++++ EXCERPT TO READ

But although many of the party's rising stars are rushing towards the idea, the old guard is hanging back, and acknowledging some of the difficulties of the project. After Harris' remarks on Medicare for All last week, for example, Sen. Dick Durbin (D-Ill.), who ranks second in Senate Democrats' leadership, offered a more skeptical assessment, saying, "It would take a mighty transition to move from where we are to that." Other Democrats, including Harris' fellow Democratic senator from California, Dianne Feinstein, responded similarly.

Although the Pelosi aide's insurance industry presentation predated Harris' remarks, it's really just a more detailed version of the same set of objections, which is that Medicare for All, as envisioned by Sanders, would be expensive, difficult, and disruptive. The presentation urged a focus on other issues—defending Obamacare, lowering drug costs, slowing the growth of health care spending, and pushing towards universal coverage via the system that is already in place. It was a brief for liberal incrementalism of the kind that supporters of Sanders-style Medicare for All reject.

Blue Cross Blue Shield, the insurer reportedly present at the meeting, would neither confirm nor deny that the presentation happened, but there's little reason to doubt the story. Not only did The Intercept publish a reproduction of the slide show that accompanied the presentation, it's essentially what Pelosi herself has been saying in public for years. In 2017, as the story notes, Pelosi warned that the public didn't like the idea of single-payer, and that it is difficult to implement if you're not starting from scratch. "This is an idea that if we had a tabula rasa, if we were just starting clean, would be the most cost-effective way to go forward. We don't have that," Pelosi said in an interview with Joy Reid. "Over 120 or 150 million people in our country have employer-based access to their health coverage and insurance."

Which is another way of saying that Pelosi saw, and probably still sees, value in defending the false but politically necessary proposition that President Obama relied on to sell the Affordable Care Act: If you like your plan, you can keep your plan. Harris, Sanders, and other proponents of Medicare for All in its strongest form do not.

This is the conflict that will define not only America's health care debates in the coming years, but much of Democratic Party politics, which has been pulled further and further to the left, and which has elevated health care to the top of the priority list. And while the party's radicals will no doubt continue to sing the praises of disruptive single-payer plans (an aide to Rep. Alexandria Ocasio-Cortez (D-N.Y.) tweeted last week that the elimination of private insurance was a "feature, not a bug"), I expect that the party's more seasoned political strategists will be more hesitant, if not directly opposed.

In the end, that will probably mean embracing the label of Medicare for All, but applying it to something less than full-on single-payer—a Medicare buy-in proposal, or a public option (an insurance plan run by the federal government), which is, notably, what Durbin suggested last week when responding to Harris. Indeed, the specific policy meaning of Medicare for All has already become somewhat ambiguous, with some, like Sanders, using it to denote single-payer, and others repurposing it to describe lesser forms of government-driven coverage expansions. So while Medicare for All will probably win out in the Democratic party as a slogan, I suspect it will not be as the strict single-payer system that Bernie Sanders and his fellow socialists imagine.

Progressives no doubt bristle at finding Democratic leadership making essentially the same criticisms of single-payer that critics on the right have made for years—that the legislative price tag would be too high, that it's too disruptive and too politically risky. But the problem for Medicare for All boosters is that for all their enthusiasm, virtually all of the evidence suggests these criticisms are right.

++++++++

## [SET OF TASKS]
1. Decide whether each statement agrees with the excerpt on Medicare for All, answering yes or no and quoting the words from the excerpt that settle it: (a) Blue Cross Blue Shield confirmed that the presentation took place. (b) Pelosi made her remarks about single-payer in an interview with Joy Reid. (c) Durbin ranks third in Senate Democrats' leadership.
2. According to the excerpt on Medicare for All, which Democratic senator from California responded to Harris' remarks much as Durbin did?
The records that follow are separate material with no connection to the excerpt on Medicare for All.

++++ PROVIDED DATA

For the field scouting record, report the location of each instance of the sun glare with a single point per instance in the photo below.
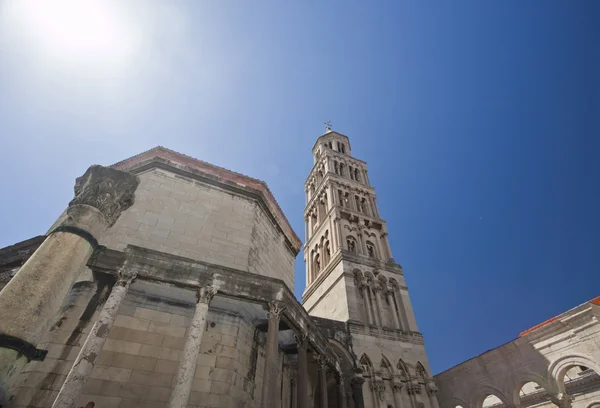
(79, 29)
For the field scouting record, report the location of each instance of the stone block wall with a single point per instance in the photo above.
(140, 358)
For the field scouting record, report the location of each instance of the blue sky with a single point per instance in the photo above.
(480, 123)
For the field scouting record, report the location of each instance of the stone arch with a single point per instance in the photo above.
(348, 362)
(420, 372)
(386, 368)
(559, 368)
(366, 365)
(403, 369)
(454, 402)
(483, 391)
(517, 382)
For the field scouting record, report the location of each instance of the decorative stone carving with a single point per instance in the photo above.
(563, 400)
(206, 294)
(378, 387)
(109, 190)
(275, 308)
(397, 386)
(432, 389)
(413, 389)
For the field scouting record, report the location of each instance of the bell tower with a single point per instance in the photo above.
(350, 272)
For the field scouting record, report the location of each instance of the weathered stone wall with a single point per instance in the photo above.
(183, 217)
(542, 355)
(140, 358)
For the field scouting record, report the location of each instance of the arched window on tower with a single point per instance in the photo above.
(358, 204)
(351, 244)
(371, 250)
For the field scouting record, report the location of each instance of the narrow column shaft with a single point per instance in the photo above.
(86, 359)
(322, 381)
(269, 389)
(343, 403)
(374, 305)
(32, 299)
(302, 383)
(397, 388)
(390, 296)
(365, 291)
(376, 293)
(189, 356)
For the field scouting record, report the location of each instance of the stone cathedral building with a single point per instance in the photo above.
(168, 282)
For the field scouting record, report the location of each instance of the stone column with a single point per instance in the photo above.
(293, 394)
(86, 359)
(302, 387)
(357, 395)
(376, 293)
(390, 296)
(189, 356)
(338, 231)
(431, 391)
(341, 392)
(364, 289)
(322, 362)
(397, 389)
(269, 390)
(32, 299)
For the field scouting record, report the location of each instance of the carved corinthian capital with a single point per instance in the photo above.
(109, 190)
(206, 294)
(275, 308)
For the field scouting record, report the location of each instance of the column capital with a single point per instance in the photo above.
(301, 339)
(397, 386)
(275, 308)
(205, 294)
(109, 190)
(125, 275)
(321, 361)
(378, 386)
(357, 382)
(563, 400)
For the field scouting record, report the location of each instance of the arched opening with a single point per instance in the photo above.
(571, 373)
(491, 401)
(530, 393)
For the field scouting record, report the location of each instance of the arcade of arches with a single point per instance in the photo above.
(556, 363)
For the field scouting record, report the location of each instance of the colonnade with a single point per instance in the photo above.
(373, 292)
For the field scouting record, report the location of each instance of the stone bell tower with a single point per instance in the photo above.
(350, 272)
(351, 277)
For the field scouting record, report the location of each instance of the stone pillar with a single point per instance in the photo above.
(33, 297)
(338, 231)
(364, 289)
(397, 389)
(86, 359)
(342, 402)
(322, 362)
(376, 293)
(401, 309)
(302, 387)
(269, 389)
(189, 356)
(390, 296)
(293, 394)
(357, 395)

++++++++

## [SOLUTIONS PER TASK]
1.
(a) No: "would neither confirm nor deny that the presentation happened"
(b) Yes: "Pelosi said in an interview with Joy Reid"
(c) No: "who ranks second in Senate Democrats' leadership"

2. Dianne Feinstein